**SUPPLIED MATERIAL**
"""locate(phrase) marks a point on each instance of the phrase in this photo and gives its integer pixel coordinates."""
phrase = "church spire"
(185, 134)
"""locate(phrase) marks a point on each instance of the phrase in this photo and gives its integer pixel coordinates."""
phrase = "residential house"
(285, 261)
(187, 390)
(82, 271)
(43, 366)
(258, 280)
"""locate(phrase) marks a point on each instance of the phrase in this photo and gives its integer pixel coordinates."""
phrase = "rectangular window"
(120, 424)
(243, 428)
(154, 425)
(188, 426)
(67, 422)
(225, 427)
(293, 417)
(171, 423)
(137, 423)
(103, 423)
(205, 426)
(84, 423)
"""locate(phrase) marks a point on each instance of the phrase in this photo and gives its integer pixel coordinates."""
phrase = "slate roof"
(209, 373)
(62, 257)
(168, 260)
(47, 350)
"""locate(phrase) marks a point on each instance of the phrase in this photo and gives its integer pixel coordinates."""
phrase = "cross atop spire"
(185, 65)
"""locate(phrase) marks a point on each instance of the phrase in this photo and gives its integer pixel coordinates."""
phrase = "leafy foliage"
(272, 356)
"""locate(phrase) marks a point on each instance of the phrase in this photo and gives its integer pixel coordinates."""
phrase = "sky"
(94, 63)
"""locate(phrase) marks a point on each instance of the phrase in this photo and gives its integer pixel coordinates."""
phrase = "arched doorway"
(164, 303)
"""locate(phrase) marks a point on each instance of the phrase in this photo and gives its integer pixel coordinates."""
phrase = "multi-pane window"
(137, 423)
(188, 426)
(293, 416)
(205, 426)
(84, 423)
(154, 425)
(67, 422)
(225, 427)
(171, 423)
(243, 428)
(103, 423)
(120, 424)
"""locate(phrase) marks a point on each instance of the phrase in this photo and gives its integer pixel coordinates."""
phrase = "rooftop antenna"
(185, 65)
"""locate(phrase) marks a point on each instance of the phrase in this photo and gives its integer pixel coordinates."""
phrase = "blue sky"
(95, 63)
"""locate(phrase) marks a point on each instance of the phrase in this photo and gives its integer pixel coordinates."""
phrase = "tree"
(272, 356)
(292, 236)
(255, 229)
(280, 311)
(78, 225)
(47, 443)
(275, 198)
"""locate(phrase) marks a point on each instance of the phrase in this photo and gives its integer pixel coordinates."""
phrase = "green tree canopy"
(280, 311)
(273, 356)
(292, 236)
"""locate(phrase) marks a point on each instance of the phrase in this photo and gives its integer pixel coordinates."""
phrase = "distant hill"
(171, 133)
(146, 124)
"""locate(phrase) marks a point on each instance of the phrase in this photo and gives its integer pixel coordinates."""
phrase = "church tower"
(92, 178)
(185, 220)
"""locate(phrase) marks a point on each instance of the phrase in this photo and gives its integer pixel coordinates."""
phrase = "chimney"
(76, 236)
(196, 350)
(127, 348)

**EXERCISE GOAL**
Please restate the records in full, word for word.

**WRITTEN ANSWER**
"""locate(phrase) marks a point on each instance of the phrase in this photo and gives its integer pixel coordinates."""
phrase = "church spire"
(185, 134)
"""locate(phrase) marks a point on each instance of the phrase in this photo and gives its integer pixel coordinates."""
phrase = "residential house"
(285, 261)
(187, 390)
(82, 271)
(43, 366)
(258, 280)
"""locate(phrase) marks a point on each instance of the phrase in this photo and gives its integer pixel coordinates."""
phrase = "rectangular window"
(120, 424)
(243, 428)
(154, 425)
(188, 426)
(67, 422)
(225, 427)
(293, 417)
(171, 423)
(137, 423)
(103, 423)
(205, 426)
(84, 423)
"""locate(phrase) marks a point on each instance of the phrase in this photo and gives its integer pixel coordinates."""
phrase = "slate roof"
(209, 373)
(62, 257)
(168, 260)
(47, 350)
"""locate(phrase) marks a point on each instance of the phrase in this photo and gives its integer pixel coordinates."""
phrase = "cross atop spire"
(185, 65)
"""locate(phrase) marks a point on each instance of the phrase in this photo and gives its integer pixel coordinates."""
phrase = "leafy foliage"
(272, 356)
"""locate(phrase) marks a point on each instance of the phrase in this photo and gives its integer pixel coordinates."""
phrase = "sky"
(94, 63)
"""locate(phrase) marks a point on each instance of the phrase in this photo and gives its integer pixel coordinates."""
phrase = "arched doorway"
(164, 303)
"""locate(phrase) marks a point on each instance of the phrase in this photo and gives its integer pixel coordinates."""
phrase = "multi-pane window"
(137, 423)
(188, 426)
(293, 416)
(205, 426)
(84, 423)
(154, 425)
(67, 422)
(225, 427)
(171, 423)
(243, 428)
(103, 423)
(120, 424)
"""locate(phrase) marks a point on each instance of the phrase in this photo and gives its integer pixel coordinates."""
phrase = "rooftop antenna"
(185, 65)
"""locate(phrase) marks a point on each instance of the phrase in this photo and gives its integer pixel coordinates."""
phrase = "blue sky"
(95, 63)
"""locate(phrase) marks a point on each instance of the phrase in this photo and gives its integer pixel coordinates."""
phrase = "tree"
(272, 356)
(292, 236)
(255, 229)
(280, 311)
(78, 225)
(47, 443)
(275, 198)
"""locate(phrase) marks a point on each instance of the phrase in this photo and gives its integer pixel coordinates."""
phrase = "green tree canopy"
(280, 311)
(273, 356)
(292, 236)
"""locate(phrase) marks a point on each instance of the phrase in this photo and gives its integer pixel coordinates."""
phrase = "distant hill"
(171, 133)
(146, 124)
"""locate(phrase) marks a point on each instance of the phrase in this photo and gives its integer pixel coordinates."""
phrase = "church tower"
(92, 178)
(185, 220)
"""locate(phrase) marks a point on each instance of the phrase in this photo and gives its integer pixel coordinates."""
phrase = "chimney"
(76, 236)
(196, 350)
(127, 348)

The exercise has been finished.